GOAL:
Reproduce all of the material below line for line, with no changes.

MATERIAL SHOWN:
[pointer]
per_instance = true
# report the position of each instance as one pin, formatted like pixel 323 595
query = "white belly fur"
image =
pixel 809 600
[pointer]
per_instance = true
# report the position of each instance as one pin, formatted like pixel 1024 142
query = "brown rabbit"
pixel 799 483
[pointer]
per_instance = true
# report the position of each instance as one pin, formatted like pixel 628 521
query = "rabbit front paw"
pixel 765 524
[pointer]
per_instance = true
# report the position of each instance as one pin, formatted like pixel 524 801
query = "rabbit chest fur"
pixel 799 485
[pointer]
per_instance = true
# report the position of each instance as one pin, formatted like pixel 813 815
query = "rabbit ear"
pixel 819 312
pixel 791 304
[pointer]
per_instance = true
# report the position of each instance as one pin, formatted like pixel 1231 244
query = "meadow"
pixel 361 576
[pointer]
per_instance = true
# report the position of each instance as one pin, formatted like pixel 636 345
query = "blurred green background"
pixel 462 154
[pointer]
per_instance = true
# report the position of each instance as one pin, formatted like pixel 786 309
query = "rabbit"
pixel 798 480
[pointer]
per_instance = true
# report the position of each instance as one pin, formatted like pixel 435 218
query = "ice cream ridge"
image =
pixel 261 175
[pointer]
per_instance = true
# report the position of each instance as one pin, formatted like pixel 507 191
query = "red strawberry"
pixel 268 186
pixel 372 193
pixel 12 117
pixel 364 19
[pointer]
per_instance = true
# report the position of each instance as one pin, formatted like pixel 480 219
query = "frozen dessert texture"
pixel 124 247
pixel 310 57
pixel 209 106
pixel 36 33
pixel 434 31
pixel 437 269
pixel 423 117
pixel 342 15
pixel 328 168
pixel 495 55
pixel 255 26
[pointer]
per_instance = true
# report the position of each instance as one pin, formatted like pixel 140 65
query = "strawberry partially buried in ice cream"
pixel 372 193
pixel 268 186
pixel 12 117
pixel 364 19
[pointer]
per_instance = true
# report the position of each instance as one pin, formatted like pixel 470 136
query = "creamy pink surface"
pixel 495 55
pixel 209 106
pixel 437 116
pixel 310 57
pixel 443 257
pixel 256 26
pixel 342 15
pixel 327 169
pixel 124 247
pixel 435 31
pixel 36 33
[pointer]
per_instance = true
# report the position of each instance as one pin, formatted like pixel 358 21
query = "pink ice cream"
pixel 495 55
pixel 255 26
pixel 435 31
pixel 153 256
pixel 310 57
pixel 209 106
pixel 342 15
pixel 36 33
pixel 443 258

SOLUTION TO THE EXERCISE:
[pointer]
per_instance = true
# report the position of each instance as one pin, formatted like pixel 323 595
query = "white belly fur"
image =
pixel 809 600
[pointer]
per_instance = true
# report the position of each instance as one pin, formatted like pixel 1024 142
query = "brown rabbit"
pixel 799 483
[pointer]
per_instance = true
# report the position of each instance as one pin, formatted like pixel 628 521
query = "rabbit front paw"
pixel 765 524
[pointer]
per_instance = true
# report the position of each instance as one pin, formatted like pixel 524 801
query = "rabbit chest fur"
pixel 799 485
[pointer]
per_instance = true
# report the position of each instance as one pin, formatted like pixel 813 815
query = "rabbit ear"
pixel 819 312
pixel 791 304
[pointer]
per_instance = true
# report the position of each instance as one pin, formatted like pixel 1231 244
query = "meadow"
pixel 361 576
[pointer]
per_instance = true
# report the position of each instance as one pin, formatted like pixel 636 345
query = "blurred green background"
pixel 462 154
[pointer]
per_instance = true
# report the position of each instance as one pin, formatted like pixel 786 309
query = "rabbit"
pixel 798 480
[pointer]
per_instance = true
# report the position of each instance as one pin, formatted like pixel 435 218
query = "ice cream ridge"
image =
pixel 261 175
[pointer]
per_instance = true
# report the position of each instance as one pin, formatted like pixel 507 191
query = "red strawberry"
pixel 268 186
pixel 372 193
pixel 12 117
pixel 364 19
[pointer]
per_instance = true
# report the position of each instance as one pin, formatted like pixel 480 219
query = "frozen dessert texture"
pixel 124 247
pixel 310 57
pixel 209 106
pixel 36 33
pixel 434 31
pixel 437 269
pixel 423 117
pixel 342 15
pixel 328 168
pixel 495 55
pixel 255 26
[pointer]
per_instance = true
# report the position of each instance as one pin, formatted like pixel 140 65
query = "strawberry partially buried in ice cream"
pixel 372 193
pixel 268 186
pixel 12 117
pixel 364 19
[pointer]
per_instance = true
# report the position of each instance as one pin, formatted like pixel 470 136
query = "creamy pink surface"
pixel 495 55
pixel 209 106
pixel 437 116
pixel 310 57
pixel 443 257
pixel 256 26
pixel 342 15
pixel 327 169
pixel 124 247
pixel 435 31
pixel 36 33
[pointer]
per_instance = true
# report the position of each instance as one pin, formatted like pixel 358 21
query = "pink ice cream"
pixel 495 55
pixel 255 26
pixel 435 31
pixel 153 256
pixel 310 57
pixel 209 106
pixel 342 15
pixel 36 33
pixel 443 258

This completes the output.